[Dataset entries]

════════════════════

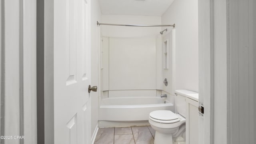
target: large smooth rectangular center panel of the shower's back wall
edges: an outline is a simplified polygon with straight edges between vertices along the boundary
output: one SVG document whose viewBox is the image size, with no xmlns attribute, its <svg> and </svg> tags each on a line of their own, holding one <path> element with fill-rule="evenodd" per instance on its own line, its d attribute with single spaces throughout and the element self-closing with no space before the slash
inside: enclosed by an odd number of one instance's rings
<svg viewBox="0 0 256 144">
<path fill-rule="evenodd" d="M 109 90 L 156 89 L 155 38 L 109 38 Z"/>
</svg>

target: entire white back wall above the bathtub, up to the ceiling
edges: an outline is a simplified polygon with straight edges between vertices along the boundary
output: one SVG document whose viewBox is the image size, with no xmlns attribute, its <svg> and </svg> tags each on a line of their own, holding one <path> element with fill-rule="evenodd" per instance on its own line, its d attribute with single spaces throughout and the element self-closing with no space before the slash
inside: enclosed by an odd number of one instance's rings
<svg viewBox="0 0 256 144">
<path fill-rule="evenodd" d="M 102 15 L 102 23 L 161 24 L 161 17 Z M 102 25 L 101 30 L 103 98 L 156 96 L 162 82 L 156 70 L 162 64 L 156 60 L 161 28 Z"/>
</svg>

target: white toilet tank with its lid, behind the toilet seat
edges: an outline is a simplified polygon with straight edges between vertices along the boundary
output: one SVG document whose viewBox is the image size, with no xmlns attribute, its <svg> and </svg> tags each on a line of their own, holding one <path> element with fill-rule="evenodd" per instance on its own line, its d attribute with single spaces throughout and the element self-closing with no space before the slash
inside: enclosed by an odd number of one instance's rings
<svg viewBox="0 0 256 144">
<path fill-rule="evenodd" d="M 186 97 L 189 97 L 191 94 L 198 93 L 190 90 L 175 90 L 175 110 L 184 118 L 186 118 Z"/>
</svg>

════════════════════

Task instructions. Each entry above is to be written out again unchanged, apart from the pictures, which are left out.

Solution.
target: large smooth rectangular center panel of the shower's back wall
edges: an outline is a simplified polygon with straight edges between vertices along the boundary
output: one SVG document whose viewBox is the image size, with no xmlns attribute, its <svg> and </svg> tags each on a line of their own, holding one <path> element with fill-rule="evenodd" per instance on its own line, its d attribute with single spaces throughout and the element self-closing with no space before the slash
inside: enclosed by an odd number of one instance's rings
<svg viewBox="0 0 256 144">
<path fill-rule="evenodd" d="M 109 90 L 156 89 L 155 38 L 109 38 Z"/>
</svg>

target: entire white back wall above the bathtub, up to the ceiling
edges: an outline is a simplified polygon with straight edges between vertices along the boundary
output: one SVG document whose viewBox is the image size, with no xmlns attribute, its <svg> and </svg> tags each on a line of their own, holding one <path> element with fill-rule="evenodd" per instance on its own line, its d attribute with single spaces throughout and the element self-closing with no space before the slash
inside: enclosed by an odd number of one instance's rings
<svg viewBox="0 0 256 144">
<path fill-rule="evenodd" d="M 102 15 L 102 23 L 161 24 L 161 17 Z M 102 25 L 101 30 L 103 98 L 156 96 L 162 82 L 156 70 L 162 64 L 156 60 L 161 28 Z"/>
</svg>

target: white toilet tank with its lid, behind the toilet seat
edges: an outline is a simplified polygon with straight edges between vertices along the boundary
output: one SVG document whose viewBox is the image size, with no xmlns attribute, its <svg> and </svg> tags each on a line of their own, holding one <path> element with fill-rule="evenodd" per instance on its own line, its d attribute with single spaces throughout and the element self-closing with no space before the slash
inside: enclosed by an odd number of one instance's rings
<svg viewBox="0 0 256 144">
<path fill-rule="evenodd" d="M 186 97 L 189 97 L 191 94 L 198 93 L 190 90 L 175 90 L 175 110 L 184 118 L 186 118 Z"/>
</svg>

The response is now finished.